(Text to read):
TRUE BRUMMIE MODERATOR
Staff member
My paternal grandfathers were gunmakers in the city from 1860 to 1900 ish and lived around Weaman st and Bagot street / Miles street /Ormond street/ Fleet Street (yes they did live in a lot of places haha ) but that is as far as I have got , their job titles from certificates of marriage and death etc are Gun Finisher / gun maker /metal roller , what id love to know is if there are any records of employment at any gunmaking workshops factories that may list their names . There were two George Field and one Joseph Field in my time line with joseph being the son of george and then joseph named his son george too. Id really appreciate any help possible please.
wish i could help ..as you know the gun trade was booming between the years you are interested in and there would have been many gun factories around...of course if you knew the names of where your rellies worked a trip to the library may prove useful to see if any company records still exist...i was lucky with my grandad..i knew he worked for chances glass in the 20s and dudley had the companies employment records with my grandads name written down...unless someone else can help i fear you could be looking for a needle in a haystack...all the best

lyn
 

Morturn

Super Moderator
I tend to agree with you Lyn. There were lots of small gun workshops. Lots of them did not make complete guns, they specialised in making key parts, lock, stock and barrel.

I would imagine that a lot of these small workshops also changed hands or ownership. So may have been absorbed into bigger outfits.

I am also wondering if these small workshops operated on casual labour, therefore record maybe thin on the ground.
 

sospiri

Ex-pat Brummie
Mort,

Not sure on the casual labour, but many of them were just self-emplyed single workers. Weaman Street was a hive of small workshops, all rented, and I have so pics somewhere - will see if I can dig them out. Several in my family worked in that way.

Maurice :cool:
 

Radiorails

master brummie
Generally called, in some areas, as cottage industries. Some very famous names are still on that basis, I understand, with a select few empowered to use the name. One such is the French Sabatier knives.
 

sospiri

Ex-pat Brummie
Janice,

I haven't yet been able to locate the pictures I was looking for, but they are similar to the bottom two pictures and description on this page of workshops at the back of St Mary's Row:-
http://mappingbirmingham.blogspot.com/2014/06/the-gun-quarter.html

And you are correct, each self-employed man just making hundreds of one part of the action, or just making gun stocks, as several of my LONGMOREs did. And not confined to Birmingham as I have several of them doing the same work in Darlaston in the 18th century. I rather doubt if they kept much in the way of paperwork, and time spent doing anything like that was time not making money!

(What you need to do): Could you reproduce the passage of the gun trade thread word for word, starting at "Super Moderator" and ending at "on the ground."? The items after this thread aren't needed for anything here.

(Data records):

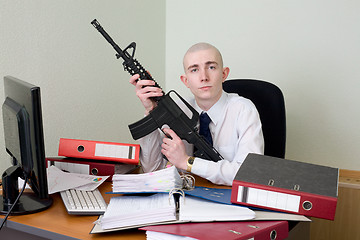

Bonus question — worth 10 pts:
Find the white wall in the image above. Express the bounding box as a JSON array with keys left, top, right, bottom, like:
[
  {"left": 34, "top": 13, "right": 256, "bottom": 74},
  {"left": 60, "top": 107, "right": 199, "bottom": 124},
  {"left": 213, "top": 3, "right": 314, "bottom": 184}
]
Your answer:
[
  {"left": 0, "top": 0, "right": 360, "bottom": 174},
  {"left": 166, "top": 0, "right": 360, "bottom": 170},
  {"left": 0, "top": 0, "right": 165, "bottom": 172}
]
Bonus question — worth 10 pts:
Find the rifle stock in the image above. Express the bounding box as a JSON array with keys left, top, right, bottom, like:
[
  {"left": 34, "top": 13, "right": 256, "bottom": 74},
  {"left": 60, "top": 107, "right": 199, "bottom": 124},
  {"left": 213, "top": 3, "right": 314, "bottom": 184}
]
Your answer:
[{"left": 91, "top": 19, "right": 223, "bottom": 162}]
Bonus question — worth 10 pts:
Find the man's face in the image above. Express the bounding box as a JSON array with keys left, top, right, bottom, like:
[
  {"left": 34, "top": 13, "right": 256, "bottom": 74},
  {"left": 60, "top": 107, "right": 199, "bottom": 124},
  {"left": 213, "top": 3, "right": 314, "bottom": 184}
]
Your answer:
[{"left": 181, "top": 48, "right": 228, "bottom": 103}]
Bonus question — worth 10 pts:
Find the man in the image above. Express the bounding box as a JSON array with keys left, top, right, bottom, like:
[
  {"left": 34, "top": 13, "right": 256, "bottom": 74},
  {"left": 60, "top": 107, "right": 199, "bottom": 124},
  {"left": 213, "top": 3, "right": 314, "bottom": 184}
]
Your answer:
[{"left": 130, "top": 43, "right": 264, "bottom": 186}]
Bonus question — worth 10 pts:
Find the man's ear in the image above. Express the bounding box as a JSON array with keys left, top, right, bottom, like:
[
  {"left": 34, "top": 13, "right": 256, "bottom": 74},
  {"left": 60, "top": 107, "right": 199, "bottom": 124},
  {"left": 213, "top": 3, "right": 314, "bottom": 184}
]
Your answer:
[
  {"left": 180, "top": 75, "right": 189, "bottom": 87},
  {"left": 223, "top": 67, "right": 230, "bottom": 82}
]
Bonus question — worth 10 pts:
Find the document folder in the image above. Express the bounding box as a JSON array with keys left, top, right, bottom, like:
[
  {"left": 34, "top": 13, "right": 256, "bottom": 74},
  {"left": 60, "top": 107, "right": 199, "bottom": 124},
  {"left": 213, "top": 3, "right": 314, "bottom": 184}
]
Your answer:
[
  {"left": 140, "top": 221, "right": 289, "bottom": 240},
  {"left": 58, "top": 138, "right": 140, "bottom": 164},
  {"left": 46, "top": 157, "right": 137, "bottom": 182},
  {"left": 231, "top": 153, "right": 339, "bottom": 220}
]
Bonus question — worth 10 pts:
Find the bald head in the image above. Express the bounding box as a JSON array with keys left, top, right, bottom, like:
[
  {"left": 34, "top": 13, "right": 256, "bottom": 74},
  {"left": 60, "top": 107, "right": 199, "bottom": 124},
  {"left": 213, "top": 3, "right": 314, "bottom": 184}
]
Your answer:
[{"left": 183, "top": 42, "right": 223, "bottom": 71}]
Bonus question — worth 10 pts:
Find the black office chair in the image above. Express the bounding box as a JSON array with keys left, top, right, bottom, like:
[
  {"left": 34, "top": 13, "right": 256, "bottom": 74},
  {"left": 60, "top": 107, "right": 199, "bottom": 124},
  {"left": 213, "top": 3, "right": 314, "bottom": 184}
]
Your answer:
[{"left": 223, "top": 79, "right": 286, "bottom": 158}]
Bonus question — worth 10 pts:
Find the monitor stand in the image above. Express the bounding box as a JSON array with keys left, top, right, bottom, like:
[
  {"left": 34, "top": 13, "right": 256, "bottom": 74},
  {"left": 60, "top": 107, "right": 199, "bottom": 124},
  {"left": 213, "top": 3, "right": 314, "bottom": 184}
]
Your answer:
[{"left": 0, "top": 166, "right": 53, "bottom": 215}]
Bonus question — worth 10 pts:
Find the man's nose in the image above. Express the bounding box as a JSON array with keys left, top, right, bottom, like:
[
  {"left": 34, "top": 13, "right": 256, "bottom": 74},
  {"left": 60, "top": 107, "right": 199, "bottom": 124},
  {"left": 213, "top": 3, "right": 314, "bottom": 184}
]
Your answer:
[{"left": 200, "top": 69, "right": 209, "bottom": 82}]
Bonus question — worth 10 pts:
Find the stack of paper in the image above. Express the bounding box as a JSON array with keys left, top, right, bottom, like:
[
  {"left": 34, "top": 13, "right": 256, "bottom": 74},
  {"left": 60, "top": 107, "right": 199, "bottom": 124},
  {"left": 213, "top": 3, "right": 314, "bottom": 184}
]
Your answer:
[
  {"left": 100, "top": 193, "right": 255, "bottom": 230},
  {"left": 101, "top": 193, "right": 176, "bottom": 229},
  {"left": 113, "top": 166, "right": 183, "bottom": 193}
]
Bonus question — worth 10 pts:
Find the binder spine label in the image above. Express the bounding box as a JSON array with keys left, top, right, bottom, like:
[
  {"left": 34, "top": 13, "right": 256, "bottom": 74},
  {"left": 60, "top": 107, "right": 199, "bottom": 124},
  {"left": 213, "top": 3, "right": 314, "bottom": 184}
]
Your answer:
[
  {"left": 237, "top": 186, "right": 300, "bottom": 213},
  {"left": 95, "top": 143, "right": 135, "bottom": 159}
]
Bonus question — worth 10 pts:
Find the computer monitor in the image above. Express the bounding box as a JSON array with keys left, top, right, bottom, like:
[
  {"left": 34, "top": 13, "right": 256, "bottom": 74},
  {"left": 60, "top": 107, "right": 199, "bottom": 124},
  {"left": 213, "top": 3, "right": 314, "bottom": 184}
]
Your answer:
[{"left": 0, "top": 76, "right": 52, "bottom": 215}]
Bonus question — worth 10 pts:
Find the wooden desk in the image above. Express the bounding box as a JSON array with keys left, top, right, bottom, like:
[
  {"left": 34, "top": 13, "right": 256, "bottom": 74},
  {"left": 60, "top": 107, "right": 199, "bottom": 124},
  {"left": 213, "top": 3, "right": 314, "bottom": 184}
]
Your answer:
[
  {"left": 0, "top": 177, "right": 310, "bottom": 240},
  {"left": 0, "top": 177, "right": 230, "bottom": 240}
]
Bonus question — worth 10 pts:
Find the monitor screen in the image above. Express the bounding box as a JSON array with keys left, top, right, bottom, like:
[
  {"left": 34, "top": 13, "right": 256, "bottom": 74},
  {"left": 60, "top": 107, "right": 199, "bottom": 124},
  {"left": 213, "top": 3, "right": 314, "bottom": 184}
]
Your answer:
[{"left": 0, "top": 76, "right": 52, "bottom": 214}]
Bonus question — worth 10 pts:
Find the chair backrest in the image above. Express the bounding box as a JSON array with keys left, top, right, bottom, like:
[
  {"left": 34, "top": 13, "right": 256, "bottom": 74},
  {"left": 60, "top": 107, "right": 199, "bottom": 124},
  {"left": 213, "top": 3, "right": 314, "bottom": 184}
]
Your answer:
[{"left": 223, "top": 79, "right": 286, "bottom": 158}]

(The response):
Super Moderator
I tend to agree with you Lyn. There were lots of small gun workshops. Lots of them did not make complete guns, they specialised in making key parts, lock, stock and barrel.

I would imagine that a lot of these small workshops also changed hands or ownership. So may have been absorbed into bigger outfits.

I am also wondering if these small workshops operated on casual labour, therefore record maybe thin on the ground.